*Belge bölümü*
****************
Gerçeğin Gölgesinde Öldürülmüş Bir Yazar / Gaye Keskin

Gökçer Tahincioğlu’nun üçüncü romanı Sabahattin Ali’yi Ben Öldürdüm, Eylül 2023’te İletişim Yayınları etiketiyle yayımlandı. Yunus Nadi Roman ödülü sahibi yazarın, üçlemenin son kitabı diye adlandırdığı Sabahattin Ali’yi Ben Öldürdüm, hibrit roman olma özelliği; kurgu ve gerçeğin kaotik birleşimiyle bizi unutulmaz bir yolculuğa çıkarıyor.

Kitabın en başında Javier Cercas’ın “Hakikat öldürür, kurmaca kurtarır,” cümlesini referans veren yazar; hakikat içinde, kendi kurmaca karakterlerine bir de Sabahattin Ali’nin unutulmaz karakterlerini eşlik ettiriyor. Üstelik bunu post-modern düşüncelere patetik biçimde düşmemize izin vermeden, kurgu ve gerçeğin arasındaki sınırları keskinleştirerek, biçimsel olanı belirginleştirerek yapıyor.

Birinci Kitap MAYIS

Gökçer Tahincioğlu, kitabın içinde nelerle karşılaşacağımızı anlatan bir not bölümünden hemen sonra kitabın ilk bölümü olan Birinci Kitap- MAYIS’ta düğümleri yavaş yavaş atıyor ve anlatıcının dünyasını bize aralıyor. Kendisine ev arkadaşı olan hamam böceği, ablasının failleri meçhul cinayeti, ayrıldığı sevgilisinin gittikçe büyüyen boşluğuyla bizi karşılayan anlatıcı, Sabahattin Ali cinayetinin halka çok önceden sunulan  yanlarını da bu bölümde bizimle paylaşıyor. Mayıs aynı zamanda, Sabahattin Ali’nin roman ve öykü kahramanlarının da anlatıcıya eşlik ettiği bölüm olarak karşımıza çıkıyor. Bir orman yolunda anlatıcıyla yürüyen Satılmış, Sabahattin Ali’nin Çaydanlık öyküsünden çıkıp geliyor. Selam öyküsündeki Peşkir Yusuf, bir tren yolculuğunda anlatıcının yanına oturup “Doğana hiç sormazlar beyim doğmak ister misin diye, hiç sormazlar… Keşke sorsaydı bana Sabahattin Ali… Bakalım ben doğmak istiyor muydum?” diye soruyor. Sabahattin Ali’nin İçimizdeki Şeytan romanının kahramanları Macide, Bedri ve Ömer ise, yazarın katili Ali Ertekin’in komşu mahallesinde anlatıcının yoluna çıkıyor. Macide, anlatıcının Ali Ertekin hakkındaki sorusuna verdiği yanıtı şu son cümleyle tamamlıyor: “Huzur içinde yaşadı ve çiçeklere bakarak öldü.”
****************
*Kısa görev 1*
Kayıtlarda "the white deck" ifadesinin geçtiği satırdan kayıtların sonuna kadar her şeyi, o satır da dahil hiçbir satırı atlamadan aktar ve cevaplardaki koordinatların her sayısına 139 ekle. Resimleri cevaba koyma.
*Kısa görev 2*
Sabahattin Ali'yi Ben Öldürdüm romanını ele alan yazıyı son cümlesinden sonra ilerlet.
Bu yazı ile kayıtlar birbirinden bağımsız iki ayrı malzemedir.

(Çıkarılan veri kayıtları)
****************
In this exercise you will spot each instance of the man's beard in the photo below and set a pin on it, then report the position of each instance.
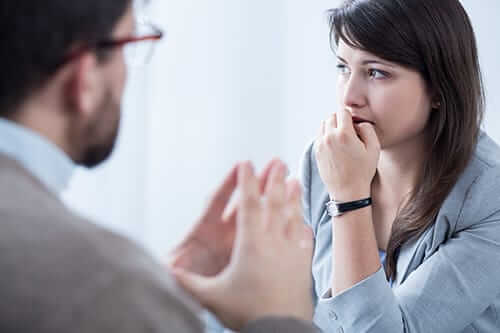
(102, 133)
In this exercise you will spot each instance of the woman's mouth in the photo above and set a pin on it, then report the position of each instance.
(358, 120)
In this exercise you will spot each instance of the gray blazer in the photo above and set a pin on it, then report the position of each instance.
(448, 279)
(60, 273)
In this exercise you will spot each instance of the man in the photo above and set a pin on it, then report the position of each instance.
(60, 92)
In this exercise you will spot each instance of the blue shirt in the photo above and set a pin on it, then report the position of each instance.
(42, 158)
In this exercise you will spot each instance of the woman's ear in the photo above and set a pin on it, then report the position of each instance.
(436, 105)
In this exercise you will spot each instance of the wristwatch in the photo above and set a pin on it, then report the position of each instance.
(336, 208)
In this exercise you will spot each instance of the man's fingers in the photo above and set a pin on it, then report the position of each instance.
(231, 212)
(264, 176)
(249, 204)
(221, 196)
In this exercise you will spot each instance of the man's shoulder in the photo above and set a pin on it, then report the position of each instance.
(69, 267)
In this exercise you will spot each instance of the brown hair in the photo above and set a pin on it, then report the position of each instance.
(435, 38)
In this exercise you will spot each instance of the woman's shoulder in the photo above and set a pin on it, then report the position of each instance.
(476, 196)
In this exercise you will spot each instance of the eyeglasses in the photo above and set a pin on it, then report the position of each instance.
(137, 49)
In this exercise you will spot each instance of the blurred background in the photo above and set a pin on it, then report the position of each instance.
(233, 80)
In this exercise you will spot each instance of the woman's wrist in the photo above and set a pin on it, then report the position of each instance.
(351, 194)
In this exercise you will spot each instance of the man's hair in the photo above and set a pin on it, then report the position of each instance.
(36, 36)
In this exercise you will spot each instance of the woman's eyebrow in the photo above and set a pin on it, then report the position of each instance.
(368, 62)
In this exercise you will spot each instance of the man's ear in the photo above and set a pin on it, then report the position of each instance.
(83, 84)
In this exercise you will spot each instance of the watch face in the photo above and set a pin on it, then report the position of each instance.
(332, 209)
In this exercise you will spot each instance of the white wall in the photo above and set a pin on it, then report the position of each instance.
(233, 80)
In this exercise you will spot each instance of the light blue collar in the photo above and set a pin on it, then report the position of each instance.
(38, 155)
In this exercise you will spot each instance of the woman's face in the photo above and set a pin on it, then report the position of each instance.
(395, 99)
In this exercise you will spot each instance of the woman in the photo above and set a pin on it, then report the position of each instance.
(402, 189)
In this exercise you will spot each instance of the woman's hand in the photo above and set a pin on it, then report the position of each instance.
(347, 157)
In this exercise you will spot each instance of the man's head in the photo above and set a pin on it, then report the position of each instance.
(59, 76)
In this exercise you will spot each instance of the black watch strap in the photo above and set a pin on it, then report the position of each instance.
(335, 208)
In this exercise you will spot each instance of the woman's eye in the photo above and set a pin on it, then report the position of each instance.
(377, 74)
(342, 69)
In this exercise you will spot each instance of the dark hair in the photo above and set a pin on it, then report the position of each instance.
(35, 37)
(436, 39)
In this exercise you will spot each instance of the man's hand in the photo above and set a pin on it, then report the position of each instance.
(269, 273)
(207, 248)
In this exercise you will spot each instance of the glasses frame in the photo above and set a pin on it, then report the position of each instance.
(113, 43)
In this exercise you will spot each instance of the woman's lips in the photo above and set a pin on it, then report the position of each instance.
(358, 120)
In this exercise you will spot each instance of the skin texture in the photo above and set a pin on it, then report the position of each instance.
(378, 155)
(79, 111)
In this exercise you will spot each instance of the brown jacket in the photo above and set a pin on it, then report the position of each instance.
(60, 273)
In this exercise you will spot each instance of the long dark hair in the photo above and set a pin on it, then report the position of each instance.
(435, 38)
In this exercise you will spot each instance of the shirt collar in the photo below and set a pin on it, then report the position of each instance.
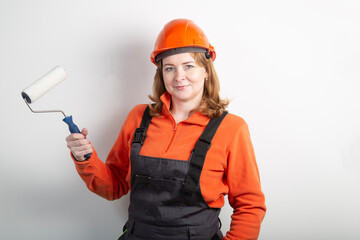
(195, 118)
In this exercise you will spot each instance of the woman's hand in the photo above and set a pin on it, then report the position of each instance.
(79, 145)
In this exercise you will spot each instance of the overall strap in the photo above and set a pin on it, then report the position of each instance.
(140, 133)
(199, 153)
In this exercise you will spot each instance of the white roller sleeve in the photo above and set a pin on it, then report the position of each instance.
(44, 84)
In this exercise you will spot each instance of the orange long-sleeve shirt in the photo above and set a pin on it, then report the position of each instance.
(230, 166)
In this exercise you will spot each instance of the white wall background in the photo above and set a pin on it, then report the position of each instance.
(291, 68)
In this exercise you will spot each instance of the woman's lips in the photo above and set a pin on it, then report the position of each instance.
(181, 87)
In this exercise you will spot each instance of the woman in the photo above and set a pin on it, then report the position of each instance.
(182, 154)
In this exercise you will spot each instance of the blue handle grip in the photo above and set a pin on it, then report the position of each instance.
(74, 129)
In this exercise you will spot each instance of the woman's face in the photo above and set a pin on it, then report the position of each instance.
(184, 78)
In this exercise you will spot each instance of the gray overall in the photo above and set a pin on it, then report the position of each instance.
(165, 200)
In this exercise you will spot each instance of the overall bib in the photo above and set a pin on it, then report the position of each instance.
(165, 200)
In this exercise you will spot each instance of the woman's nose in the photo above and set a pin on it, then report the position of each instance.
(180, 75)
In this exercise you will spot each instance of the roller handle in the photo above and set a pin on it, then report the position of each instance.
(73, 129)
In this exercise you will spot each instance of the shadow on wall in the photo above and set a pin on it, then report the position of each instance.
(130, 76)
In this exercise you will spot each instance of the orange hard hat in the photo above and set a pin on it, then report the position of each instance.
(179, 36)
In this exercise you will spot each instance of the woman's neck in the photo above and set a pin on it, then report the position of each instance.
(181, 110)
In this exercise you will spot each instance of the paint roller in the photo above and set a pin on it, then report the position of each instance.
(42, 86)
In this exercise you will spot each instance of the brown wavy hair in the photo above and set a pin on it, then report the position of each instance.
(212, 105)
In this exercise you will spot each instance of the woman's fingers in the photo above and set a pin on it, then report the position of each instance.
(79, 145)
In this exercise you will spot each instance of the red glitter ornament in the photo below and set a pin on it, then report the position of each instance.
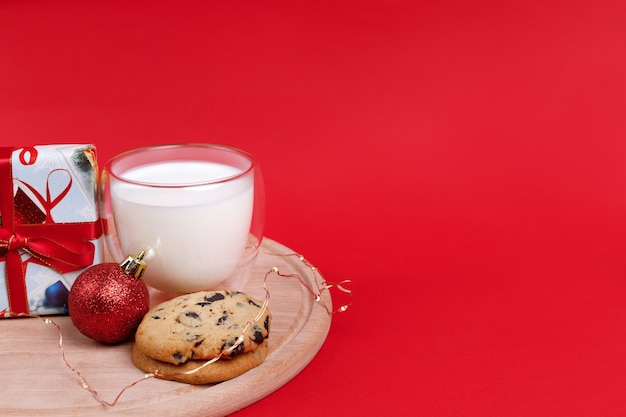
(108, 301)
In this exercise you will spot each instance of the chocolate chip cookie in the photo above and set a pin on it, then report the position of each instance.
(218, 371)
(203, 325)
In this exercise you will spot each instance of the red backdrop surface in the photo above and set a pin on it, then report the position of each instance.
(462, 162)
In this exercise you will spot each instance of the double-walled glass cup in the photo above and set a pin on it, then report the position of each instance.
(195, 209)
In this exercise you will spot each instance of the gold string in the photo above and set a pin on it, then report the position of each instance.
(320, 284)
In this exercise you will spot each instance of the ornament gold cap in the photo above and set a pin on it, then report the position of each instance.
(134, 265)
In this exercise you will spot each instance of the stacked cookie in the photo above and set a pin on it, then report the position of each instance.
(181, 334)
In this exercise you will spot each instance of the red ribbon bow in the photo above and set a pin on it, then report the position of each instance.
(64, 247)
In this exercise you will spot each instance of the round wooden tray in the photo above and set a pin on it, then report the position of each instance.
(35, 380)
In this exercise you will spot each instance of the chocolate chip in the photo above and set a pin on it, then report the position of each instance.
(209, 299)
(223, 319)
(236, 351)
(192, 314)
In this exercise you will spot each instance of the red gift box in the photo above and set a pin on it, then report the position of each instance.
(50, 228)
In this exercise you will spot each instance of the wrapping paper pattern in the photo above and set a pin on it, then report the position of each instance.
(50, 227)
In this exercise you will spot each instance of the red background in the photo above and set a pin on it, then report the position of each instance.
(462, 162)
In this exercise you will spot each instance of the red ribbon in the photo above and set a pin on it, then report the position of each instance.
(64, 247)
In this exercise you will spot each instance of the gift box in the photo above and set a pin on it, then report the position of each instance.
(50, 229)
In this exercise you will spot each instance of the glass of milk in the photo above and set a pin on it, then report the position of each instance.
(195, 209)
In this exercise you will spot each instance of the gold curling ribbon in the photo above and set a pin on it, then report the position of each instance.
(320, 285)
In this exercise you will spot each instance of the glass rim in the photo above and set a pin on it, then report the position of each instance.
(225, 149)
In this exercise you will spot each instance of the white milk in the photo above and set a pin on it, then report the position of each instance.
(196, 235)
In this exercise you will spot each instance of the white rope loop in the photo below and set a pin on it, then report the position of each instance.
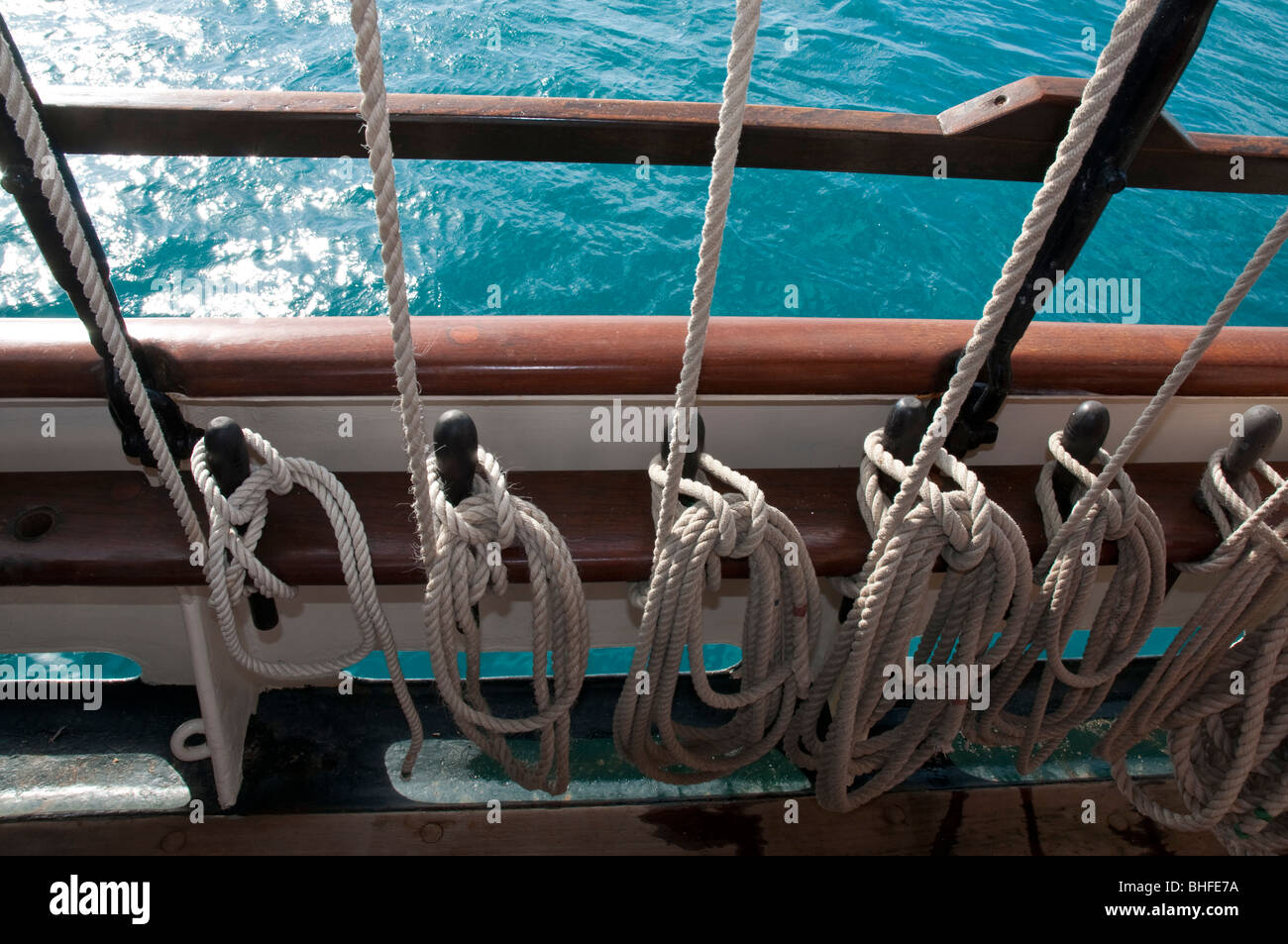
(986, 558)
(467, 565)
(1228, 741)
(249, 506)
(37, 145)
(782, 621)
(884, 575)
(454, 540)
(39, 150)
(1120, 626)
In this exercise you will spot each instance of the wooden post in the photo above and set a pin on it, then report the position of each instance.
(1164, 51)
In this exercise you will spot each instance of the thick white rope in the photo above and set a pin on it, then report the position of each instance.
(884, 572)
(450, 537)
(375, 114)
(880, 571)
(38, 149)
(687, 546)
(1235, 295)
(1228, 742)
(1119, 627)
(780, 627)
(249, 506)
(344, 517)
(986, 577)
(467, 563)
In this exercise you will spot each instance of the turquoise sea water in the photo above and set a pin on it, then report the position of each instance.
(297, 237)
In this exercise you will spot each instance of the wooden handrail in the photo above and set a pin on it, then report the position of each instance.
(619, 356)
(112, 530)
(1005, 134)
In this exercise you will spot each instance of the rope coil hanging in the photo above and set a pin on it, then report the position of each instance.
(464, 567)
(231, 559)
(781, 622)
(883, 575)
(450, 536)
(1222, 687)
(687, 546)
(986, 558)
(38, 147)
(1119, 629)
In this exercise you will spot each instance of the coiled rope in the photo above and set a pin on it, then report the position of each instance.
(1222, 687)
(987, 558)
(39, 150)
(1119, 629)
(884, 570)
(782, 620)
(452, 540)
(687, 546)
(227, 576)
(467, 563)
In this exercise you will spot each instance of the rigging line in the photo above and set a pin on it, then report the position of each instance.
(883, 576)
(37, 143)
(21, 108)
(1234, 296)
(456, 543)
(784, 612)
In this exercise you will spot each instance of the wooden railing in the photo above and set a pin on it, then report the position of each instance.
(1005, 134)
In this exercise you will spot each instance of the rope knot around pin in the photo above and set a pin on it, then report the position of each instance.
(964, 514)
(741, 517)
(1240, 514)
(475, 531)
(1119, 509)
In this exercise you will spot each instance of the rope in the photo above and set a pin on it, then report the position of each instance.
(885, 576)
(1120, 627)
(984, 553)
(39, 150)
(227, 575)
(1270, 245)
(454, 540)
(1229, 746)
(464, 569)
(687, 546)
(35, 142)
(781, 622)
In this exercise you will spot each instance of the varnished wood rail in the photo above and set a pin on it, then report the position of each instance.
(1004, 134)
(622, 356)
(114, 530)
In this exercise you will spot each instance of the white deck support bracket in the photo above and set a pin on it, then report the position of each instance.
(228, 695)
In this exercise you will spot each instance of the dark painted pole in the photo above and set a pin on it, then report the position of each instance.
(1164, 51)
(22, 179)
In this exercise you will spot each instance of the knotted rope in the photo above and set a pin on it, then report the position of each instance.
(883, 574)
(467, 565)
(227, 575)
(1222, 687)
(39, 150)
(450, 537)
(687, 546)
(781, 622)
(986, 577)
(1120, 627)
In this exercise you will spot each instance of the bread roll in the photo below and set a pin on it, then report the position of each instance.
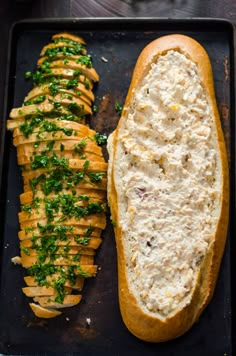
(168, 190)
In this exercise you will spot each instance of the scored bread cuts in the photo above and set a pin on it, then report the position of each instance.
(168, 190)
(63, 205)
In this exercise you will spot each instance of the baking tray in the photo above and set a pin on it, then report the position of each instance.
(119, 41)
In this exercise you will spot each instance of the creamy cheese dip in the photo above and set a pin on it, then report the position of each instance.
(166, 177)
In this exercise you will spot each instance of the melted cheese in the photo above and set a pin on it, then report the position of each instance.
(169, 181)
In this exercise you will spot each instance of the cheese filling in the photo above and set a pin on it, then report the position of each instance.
****************
*Doğru cevap 1*
In this exercise you will spot each instance of the white deck support bracket in the photo above and set a pin on it, then report the position of each instance.
(367, 834)
In this exercise you will spot each instance of the dark painted pole in the photo above and set a pin on it, then report the position of each instance.
(1303, 190)
(161, 318)
In this exercise you will spot each instance of the knotted rope in the photo above and set a pin on it, then report the position of each instance.
(1022, 713)
(606, 704)
(366, 714)
(1361, 826)
(178, 289)
(589, 676)
(826, 685)
(920, 761)
(1125, 716)
(1259, 766)
In this exercise you will spot each instance of the bread roll in the photo below and set a pin on it, then report the position of each instance.
(307, 329)
In this exercise you will spot each instance of the scored bread cuts in the photo above and set a pin on it, then report the position of each instance.
(307, 329)
(202, 344)
In this exercise you will spot each instance of the baking tray in the photo above and set a pin on it, then report the position of each instance.
(258, 180)
In this exercise you will spot each instance of the creamy cheese dip in the photo above and set a pin on it, then report the position of each instance.
(305, 316)
In this exercise you will spot each instance of the melted cheese in the photo above and set a pin on it, then report the position of each instance.
(308, 320)
In this exercise you will spot each instance of the cheese filling in the photo above and set a pin on it, then report the position of each instance.

*Doğru cevap 2*
Yazarın gerçek kişilerin isimlerine ve Sabahattin Ali’nin karakter adlarına yer verdiği romanda başka bir kurgusal örtü ortaya koyuluyor: Anlatıcı, anlatıcının ablası ve sevgilisi isimsiz karakterler olarak bize aktarılıyor.  Öznel bir bakış açısıyla Tahincioğlu, bu noktada kurgunun çizgilerini silikleştirerek Sabahattin Ali’ye dair tüm detayları daha belirgin hâle getiriyor.

Kitap boyunca isimsiz anlatıcı, eş zamanlı olarak iki cinayeti araştırıyor. Biri 29 Mart 1948 yılında ölüm yolculuğuna çıkan Sabahattin Ali, diğeri ise anlatıcının ablası. İki cinayet arasında benzer noktalara da rastlamak mümkün. Sabahattin Ali ve anlatıcının ablası, çıktıkları yolculuk esnasında öldürülüyorlar. İkisinin de eşyaları gasp ediliyor. İkisinin de katilleri(!) büyük cezalar almıyor. Travmatik bir gerçeklikle adaletin terazisi ikisi için de aynı hizada duruyor. 

Anlatıcının büyük bir buhranın içinde kaldığı, sevgilisinin yokluğunda başa çıkmak zorunda olduklarının ağırlığıyla çaresizliğe sürüklendiği ve hatta bu noktada hamam böceğinin metaforik bir yansımaya dönüştüğü bu ilk bölümde yazar bizi cebimizde bir dolu soruyla bırakıyor ve Macide’ye kurduğu şu cümleyle Sabahattin Ali’nin karakterlerine veda ederek, gerçeğe giden yola girmek üzere olduğumuzu aktarıyor: “Yolculuğumuza eşlik ettin. Biz de sana. Ama başkası olmayacak artık. Burası sondu…”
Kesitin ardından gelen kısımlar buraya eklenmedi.